» Goal of the exercise
From the entries below, extract each line that contains the word "pants".

[START OF Listed entries]

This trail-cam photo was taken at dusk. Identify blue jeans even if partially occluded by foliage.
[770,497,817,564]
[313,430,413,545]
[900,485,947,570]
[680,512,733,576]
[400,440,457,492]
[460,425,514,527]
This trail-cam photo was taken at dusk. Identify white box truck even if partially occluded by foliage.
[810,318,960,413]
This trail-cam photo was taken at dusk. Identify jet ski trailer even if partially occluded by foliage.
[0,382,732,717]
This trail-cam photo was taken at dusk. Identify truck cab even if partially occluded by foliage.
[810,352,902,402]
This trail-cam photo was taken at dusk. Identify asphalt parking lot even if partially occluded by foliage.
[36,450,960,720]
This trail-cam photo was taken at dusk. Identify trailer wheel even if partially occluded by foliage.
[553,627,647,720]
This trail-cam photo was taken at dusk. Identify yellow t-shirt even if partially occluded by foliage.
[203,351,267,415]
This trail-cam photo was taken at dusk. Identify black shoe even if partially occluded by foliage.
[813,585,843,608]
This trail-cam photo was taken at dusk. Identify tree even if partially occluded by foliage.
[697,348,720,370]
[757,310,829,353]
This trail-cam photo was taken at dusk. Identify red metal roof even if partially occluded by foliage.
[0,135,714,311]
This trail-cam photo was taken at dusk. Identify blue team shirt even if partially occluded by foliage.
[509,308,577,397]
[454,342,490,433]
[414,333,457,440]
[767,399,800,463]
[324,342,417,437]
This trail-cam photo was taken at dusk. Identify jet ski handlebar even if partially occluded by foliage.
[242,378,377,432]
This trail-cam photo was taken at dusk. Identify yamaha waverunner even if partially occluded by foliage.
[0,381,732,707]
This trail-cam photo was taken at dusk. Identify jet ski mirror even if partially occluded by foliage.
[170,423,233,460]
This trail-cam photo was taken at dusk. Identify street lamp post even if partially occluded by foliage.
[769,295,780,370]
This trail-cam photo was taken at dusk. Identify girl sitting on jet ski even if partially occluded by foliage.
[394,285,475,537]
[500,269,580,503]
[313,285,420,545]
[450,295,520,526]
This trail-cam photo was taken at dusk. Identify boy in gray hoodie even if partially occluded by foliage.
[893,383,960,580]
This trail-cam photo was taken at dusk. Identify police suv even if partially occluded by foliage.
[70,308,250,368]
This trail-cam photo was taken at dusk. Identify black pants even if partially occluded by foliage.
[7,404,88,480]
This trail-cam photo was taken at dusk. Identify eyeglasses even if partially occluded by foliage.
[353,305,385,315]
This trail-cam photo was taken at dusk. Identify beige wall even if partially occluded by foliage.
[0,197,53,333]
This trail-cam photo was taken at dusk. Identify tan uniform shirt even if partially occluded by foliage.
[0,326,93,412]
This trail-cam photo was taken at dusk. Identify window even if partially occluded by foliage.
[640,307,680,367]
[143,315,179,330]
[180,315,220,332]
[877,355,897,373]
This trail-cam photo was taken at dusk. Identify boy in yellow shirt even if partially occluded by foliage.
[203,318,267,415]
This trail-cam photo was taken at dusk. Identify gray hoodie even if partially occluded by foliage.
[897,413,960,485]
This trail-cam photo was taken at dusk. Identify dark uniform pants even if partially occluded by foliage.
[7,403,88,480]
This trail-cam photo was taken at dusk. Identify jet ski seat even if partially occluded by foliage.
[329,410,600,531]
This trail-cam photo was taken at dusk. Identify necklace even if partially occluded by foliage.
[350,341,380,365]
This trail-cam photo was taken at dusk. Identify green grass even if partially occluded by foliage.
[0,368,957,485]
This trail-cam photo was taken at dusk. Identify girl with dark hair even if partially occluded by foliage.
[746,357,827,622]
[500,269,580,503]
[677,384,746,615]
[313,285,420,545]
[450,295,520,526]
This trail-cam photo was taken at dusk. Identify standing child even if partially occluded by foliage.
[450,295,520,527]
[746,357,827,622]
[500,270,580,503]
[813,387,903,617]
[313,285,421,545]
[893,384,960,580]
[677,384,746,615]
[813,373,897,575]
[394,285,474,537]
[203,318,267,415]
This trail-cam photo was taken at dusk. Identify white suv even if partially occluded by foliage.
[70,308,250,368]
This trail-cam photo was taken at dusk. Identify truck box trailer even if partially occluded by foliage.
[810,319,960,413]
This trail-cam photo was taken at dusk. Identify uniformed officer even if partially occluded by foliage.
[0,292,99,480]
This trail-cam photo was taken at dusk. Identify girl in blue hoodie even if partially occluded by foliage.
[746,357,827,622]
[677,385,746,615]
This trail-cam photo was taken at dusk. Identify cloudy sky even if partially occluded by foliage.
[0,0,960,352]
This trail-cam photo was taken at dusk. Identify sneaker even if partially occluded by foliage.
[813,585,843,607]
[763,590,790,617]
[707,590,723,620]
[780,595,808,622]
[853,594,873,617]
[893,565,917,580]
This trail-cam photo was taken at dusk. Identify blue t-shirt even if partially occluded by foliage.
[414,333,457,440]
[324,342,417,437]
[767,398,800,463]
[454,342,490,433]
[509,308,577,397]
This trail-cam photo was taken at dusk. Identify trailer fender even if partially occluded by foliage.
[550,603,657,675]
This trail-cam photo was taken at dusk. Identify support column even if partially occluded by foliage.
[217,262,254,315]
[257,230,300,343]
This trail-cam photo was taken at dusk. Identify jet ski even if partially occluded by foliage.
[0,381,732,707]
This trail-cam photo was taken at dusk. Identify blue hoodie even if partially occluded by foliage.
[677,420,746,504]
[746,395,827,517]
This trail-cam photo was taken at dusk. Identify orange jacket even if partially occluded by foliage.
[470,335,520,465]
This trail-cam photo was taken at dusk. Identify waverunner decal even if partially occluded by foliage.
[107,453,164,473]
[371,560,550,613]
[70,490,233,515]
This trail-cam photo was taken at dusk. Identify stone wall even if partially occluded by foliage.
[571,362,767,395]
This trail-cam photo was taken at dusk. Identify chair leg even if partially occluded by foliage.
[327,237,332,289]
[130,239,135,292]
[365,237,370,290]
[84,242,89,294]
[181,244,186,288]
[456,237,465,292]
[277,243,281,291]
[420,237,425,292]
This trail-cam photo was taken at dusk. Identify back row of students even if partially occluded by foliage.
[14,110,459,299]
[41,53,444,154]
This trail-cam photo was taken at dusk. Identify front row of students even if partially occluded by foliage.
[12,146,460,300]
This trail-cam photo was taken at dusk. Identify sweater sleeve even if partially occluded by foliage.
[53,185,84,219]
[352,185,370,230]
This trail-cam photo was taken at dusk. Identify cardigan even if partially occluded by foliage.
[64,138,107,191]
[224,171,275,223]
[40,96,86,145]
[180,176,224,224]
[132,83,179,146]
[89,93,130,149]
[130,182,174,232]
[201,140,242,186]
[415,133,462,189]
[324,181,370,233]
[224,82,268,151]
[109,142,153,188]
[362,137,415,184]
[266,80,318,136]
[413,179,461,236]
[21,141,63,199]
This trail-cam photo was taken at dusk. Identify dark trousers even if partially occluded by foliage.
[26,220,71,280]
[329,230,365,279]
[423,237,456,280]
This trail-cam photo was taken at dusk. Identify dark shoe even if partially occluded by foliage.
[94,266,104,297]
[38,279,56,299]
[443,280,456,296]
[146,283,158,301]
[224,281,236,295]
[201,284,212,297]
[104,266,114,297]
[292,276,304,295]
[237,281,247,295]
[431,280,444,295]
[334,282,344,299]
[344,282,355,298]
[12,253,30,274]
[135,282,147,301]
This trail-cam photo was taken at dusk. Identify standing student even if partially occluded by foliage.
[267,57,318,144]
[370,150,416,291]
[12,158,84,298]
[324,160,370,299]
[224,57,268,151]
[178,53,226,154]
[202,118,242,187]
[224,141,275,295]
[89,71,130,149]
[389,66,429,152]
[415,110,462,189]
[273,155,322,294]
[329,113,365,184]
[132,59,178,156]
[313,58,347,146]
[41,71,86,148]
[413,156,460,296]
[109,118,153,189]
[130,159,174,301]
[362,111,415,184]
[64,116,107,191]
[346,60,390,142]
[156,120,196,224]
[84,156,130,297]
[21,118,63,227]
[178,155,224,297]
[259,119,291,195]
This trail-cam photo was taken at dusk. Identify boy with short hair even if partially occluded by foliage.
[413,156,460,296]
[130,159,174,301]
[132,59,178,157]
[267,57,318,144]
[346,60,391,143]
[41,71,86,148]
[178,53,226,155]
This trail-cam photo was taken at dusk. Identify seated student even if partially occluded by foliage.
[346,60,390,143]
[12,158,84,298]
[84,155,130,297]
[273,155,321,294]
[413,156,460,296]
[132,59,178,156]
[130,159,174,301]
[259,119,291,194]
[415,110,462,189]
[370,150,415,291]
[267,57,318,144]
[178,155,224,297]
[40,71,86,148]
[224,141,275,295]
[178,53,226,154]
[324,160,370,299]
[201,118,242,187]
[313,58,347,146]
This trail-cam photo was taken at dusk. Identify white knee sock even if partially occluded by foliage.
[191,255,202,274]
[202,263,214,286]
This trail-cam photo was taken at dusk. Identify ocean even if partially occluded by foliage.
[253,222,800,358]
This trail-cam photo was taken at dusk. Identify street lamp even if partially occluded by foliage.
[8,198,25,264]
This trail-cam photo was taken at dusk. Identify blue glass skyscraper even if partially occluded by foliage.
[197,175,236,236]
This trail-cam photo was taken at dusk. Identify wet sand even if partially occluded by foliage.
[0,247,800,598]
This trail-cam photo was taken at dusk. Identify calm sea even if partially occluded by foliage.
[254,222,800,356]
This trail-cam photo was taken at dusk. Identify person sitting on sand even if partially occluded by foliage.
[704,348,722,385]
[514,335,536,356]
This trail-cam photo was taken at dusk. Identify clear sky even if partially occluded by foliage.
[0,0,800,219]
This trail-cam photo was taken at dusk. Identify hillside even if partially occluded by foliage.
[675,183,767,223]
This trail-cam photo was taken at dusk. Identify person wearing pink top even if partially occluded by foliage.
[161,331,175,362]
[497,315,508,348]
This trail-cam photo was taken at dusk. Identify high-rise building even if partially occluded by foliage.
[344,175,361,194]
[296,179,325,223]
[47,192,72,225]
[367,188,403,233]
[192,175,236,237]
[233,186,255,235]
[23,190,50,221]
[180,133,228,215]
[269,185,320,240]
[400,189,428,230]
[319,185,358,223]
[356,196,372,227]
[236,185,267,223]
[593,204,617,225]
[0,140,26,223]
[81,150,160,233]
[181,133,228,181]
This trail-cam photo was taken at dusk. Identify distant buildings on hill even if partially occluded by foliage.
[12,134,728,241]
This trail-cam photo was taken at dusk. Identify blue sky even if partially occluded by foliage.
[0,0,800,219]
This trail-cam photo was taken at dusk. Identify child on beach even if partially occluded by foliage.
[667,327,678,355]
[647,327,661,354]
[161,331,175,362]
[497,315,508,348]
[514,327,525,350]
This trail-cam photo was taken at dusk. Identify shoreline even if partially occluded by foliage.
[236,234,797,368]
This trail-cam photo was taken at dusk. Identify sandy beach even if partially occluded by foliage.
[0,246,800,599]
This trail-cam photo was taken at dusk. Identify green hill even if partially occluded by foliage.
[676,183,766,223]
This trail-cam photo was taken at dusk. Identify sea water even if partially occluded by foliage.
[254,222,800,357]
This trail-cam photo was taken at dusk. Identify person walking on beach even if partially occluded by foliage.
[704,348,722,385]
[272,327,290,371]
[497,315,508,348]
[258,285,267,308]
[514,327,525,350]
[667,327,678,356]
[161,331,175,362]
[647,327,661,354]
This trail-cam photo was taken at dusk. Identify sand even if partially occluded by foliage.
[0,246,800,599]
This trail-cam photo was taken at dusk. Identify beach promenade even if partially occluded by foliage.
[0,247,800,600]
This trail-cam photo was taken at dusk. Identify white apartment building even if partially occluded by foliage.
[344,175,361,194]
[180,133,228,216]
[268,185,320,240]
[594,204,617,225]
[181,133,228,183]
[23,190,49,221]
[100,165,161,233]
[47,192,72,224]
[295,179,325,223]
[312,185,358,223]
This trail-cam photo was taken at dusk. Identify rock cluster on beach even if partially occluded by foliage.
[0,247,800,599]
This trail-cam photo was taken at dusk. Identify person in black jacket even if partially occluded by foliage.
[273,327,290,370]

[END OF Listed entries]

» Solution to this exercise
This trail-cam photo was taken at dusk. Identify black pants even if partially occluded by foliage.
This trail-cam photo was taken at dusk. Identify dark uniform pants even if partially occluded by foliage.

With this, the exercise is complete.